_Exercise instructions_
Even if a line seems odd, print it as it is, and include every record.

_Supplied material_
Start of Block
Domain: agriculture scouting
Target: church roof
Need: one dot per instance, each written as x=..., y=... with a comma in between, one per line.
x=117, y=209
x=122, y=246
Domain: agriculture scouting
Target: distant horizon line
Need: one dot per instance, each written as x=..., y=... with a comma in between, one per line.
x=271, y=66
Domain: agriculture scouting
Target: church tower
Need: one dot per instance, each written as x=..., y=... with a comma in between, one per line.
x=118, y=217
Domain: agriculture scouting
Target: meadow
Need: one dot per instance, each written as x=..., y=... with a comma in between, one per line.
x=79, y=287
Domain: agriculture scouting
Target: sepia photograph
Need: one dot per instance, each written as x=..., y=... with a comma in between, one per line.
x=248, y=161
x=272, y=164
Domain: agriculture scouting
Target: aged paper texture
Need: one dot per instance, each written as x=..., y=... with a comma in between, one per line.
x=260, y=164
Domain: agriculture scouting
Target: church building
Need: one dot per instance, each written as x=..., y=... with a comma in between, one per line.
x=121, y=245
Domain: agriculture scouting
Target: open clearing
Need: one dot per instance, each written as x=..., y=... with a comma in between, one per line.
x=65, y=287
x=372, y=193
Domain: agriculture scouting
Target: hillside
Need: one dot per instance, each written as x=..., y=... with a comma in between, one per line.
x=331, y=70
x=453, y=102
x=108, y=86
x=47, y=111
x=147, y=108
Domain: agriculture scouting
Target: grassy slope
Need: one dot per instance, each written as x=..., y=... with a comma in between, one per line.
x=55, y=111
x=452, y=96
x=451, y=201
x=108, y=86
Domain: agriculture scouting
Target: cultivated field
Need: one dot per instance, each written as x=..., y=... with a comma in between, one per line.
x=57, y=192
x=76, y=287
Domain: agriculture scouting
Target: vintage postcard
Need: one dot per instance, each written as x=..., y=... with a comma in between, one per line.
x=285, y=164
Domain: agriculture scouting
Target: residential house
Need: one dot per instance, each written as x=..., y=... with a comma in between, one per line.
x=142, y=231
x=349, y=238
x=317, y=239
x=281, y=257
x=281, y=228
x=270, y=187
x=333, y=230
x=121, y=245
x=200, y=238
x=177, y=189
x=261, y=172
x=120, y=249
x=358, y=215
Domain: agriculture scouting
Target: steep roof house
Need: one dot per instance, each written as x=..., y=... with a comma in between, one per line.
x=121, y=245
End of Block
_Answer section_
Domain: agriculture scouting
Target: church roof
Need: one dot per instance, each written as x=..., y=... with a comma in between, one per line.
x=117, y=209
x=122, y=246
Domain: agriculture scouting
Target: distant horizon line
Need: one dot per instance, each written as x=..., y=... with a comma in between, one per line.
x=271, y=66
Domain: agriculture scouting
Target: church tower
Need: one dot per instance, each written as x=..., y=... with a comma in between, one per line.
x=118, y=217
Domain: agriculture scouting
Target: meadow
Need: one dot per instance, each written as x=..., y=... with a comma in between, one per line.
x=79, y=287
Domain: agriculture scouting
Target: sepia photograph
Need: one dot per instance, each written as x=..., y=... with a comma in between, one per line.
x=248, y=161
x=272, y=164
Domain: agriculture scouting
Target: aged paper texture
Need: one dot per instance, each written as x=..., y=... with a comma in between, one per line.
x=260, y=164
Domain: agriculture scouting
Target: church building
Need: one dot per instance, each written as x=..., y=... with a comma in between, one per line.
x=121, y=245
Domain: agriculture scouting
Target: open clearing
Need: one dot per instance, each written as x=..., y=... with a comma in between, one per line.
x=65, y=287
x=372, y=193
Domain: agriculture scouting
Target: hillside
Need: one dot per instance, each written as x=..., y=... with a comma in between, one per line.
x=331, y=70
x=453, y=102
x=108, y=86
x=47, y=111
x=147, y=108
Domain: agriculture scouting
Target: grassy slope
Need: one dot per instance, each written as x=..., y=... with a comma in between, one per line.
x=55, y=111
x=452, y=96
x=451, y=201
x=108, y=86
Domain: agriculture scouting
Target: cultivated field
Need: one dot per instance, each written as x=..., y=... with a comma in between, one per line.
x=57, y=192
x=76, y=287
Domain: agriculture scouting
Target: vintage postcard
Need: one dot per instance, each written as x=..., y=... with a comma in between, one per line.
x=285, y=164
Domain: agriculture scouting
Target: residential house
Need: one dot per instance, each written as x=..., y=... with a comma in between, one per line.
x=142, y=231
x=349, y=238
x=317, y=239
x=281, y=257
x=281, y=228
x=270, y=187
x=333, y=230
x=121, y=245
x=200, y=238
x=177, y=189
x=261, y=172
x=120, y=249
x=358, y=215
Domain: agriculture scouting
Target: steep roof house
Need: one dot per instance, each written as x=..., y=... with a comma in between, one per line.
x=121, y=245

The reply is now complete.